§ **GIVEN PROBLEM**:
Report every line in the rows below that contains the word "autumn". Case counts.

===== PROVIDED DATA

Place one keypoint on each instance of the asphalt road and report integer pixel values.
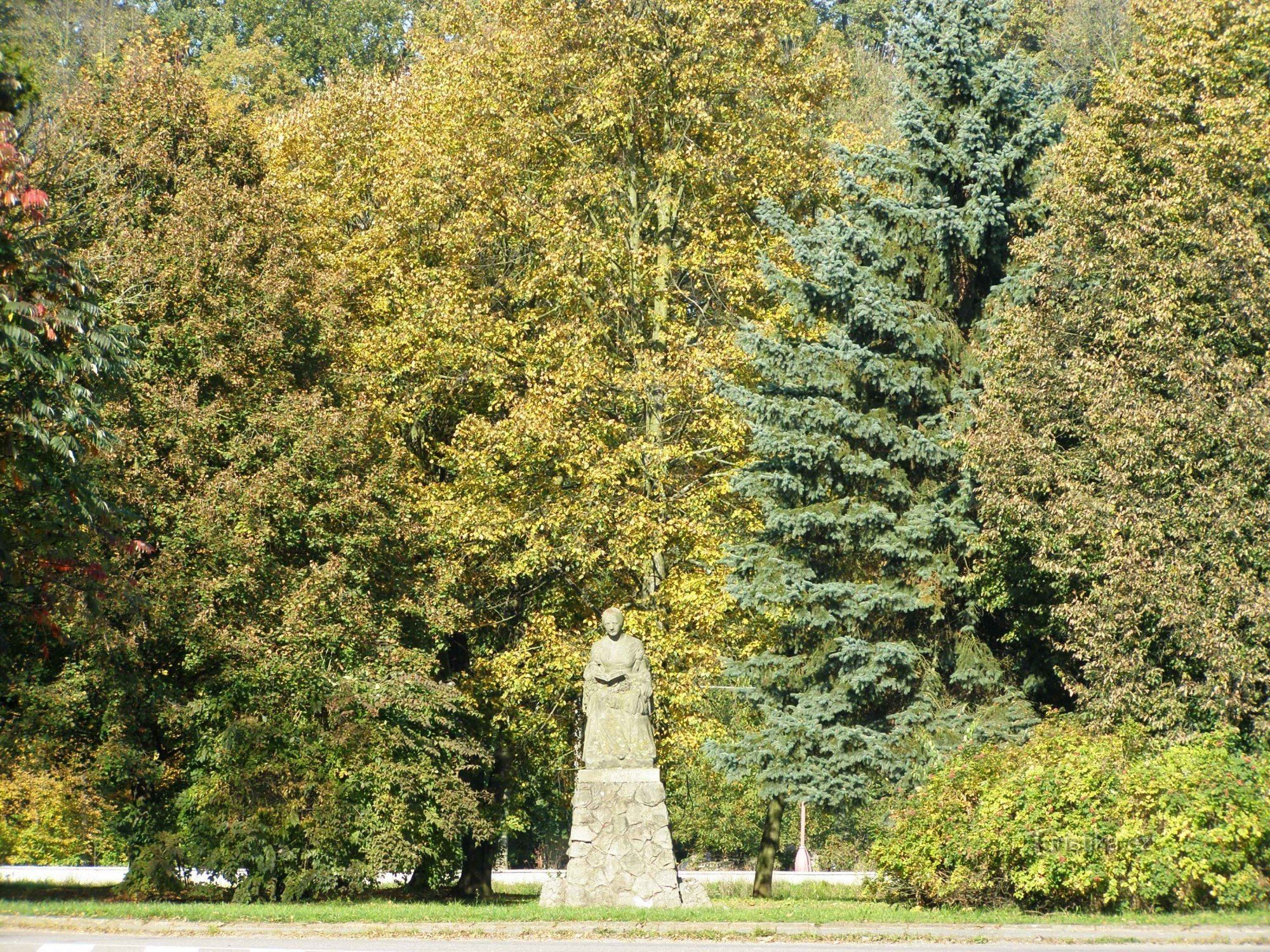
(67, 941)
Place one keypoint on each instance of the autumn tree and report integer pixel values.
(266, 699)
(1121, 442)
(554, 211)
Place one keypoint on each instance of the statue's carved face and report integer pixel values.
(613, 621)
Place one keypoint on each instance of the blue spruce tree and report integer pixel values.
(855, 404)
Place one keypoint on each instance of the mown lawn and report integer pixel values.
(819, 904)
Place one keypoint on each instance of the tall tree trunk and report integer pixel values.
(477, 880)
(768, 849)
(655, 413)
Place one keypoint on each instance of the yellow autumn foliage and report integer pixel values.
(547, 233)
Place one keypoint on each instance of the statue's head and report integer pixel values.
(613, 620)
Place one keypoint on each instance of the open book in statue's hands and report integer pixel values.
(608, 676)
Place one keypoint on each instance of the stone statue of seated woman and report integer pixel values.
(618, 700)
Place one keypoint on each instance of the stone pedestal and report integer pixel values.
(620, 851)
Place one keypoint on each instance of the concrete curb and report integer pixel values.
(977, 934)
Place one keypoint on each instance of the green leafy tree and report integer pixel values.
(1122, 433)
(855, 404)
(318, 39)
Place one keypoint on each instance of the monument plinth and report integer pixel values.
(620, 851)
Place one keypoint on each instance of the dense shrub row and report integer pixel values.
(1093, 822)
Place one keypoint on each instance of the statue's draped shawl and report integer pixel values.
(619, 715)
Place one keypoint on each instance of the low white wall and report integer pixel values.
(112, 875)
(69, 875)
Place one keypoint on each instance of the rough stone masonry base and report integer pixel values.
(620, 851)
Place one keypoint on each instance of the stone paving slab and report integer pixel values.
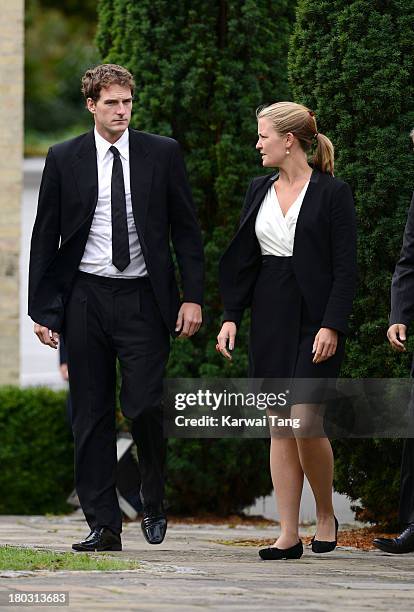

==========

§ **THE RESPONSE**:
Place one keypoint on each instance of the autumn tree and report integer pixel values.
Place one keypoint on each instance of the yellow autumn foliage and report integer pixel values.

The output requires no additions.